Pull out every line in the listing below that contains the string "ceiling" and copy each one in full. The match is case-sensitive.

AVAILABLE DATA:
— BEGIN —

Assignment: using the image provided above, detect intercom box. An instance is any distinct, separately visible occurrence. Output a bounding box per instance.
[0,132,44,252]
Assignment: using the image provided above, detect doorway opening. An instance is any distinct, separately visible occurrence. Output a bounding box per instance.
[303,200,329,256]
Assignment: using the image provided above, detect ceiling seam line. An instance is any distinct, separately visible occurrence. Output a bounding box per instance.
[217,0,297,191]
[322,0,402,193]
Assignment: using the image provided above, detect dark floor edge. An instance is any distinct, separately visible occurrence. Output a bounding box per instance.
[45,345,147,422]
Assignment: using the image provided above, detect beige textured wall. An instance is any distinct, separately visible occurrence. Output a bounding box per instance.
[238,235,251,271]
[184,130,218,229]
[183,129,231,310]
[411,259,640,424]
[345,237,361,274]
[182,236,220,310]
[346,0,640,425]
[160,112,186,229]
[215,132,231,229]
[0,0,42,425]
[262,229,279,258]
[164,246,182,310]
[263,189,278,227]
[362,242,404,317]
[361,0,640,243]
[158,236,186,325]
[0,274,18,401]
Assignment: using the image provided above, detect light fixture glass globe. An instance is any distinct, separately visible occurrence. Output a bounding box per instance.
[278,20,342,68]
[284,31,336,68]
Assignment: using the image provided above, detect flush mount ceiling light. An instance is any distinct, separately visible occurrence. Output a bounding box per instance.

— END —

EXERCISE RESULT:
Assignment: using the image provided above, detect ceiling seam line. An instance is any distinct, separately visible occurrence. Output a bounding box per instance.
Assignment: using the image provided above, detect flush mount ceiling light. An instance is any distinct, separately visible occurrence. Output a bounding box per instance.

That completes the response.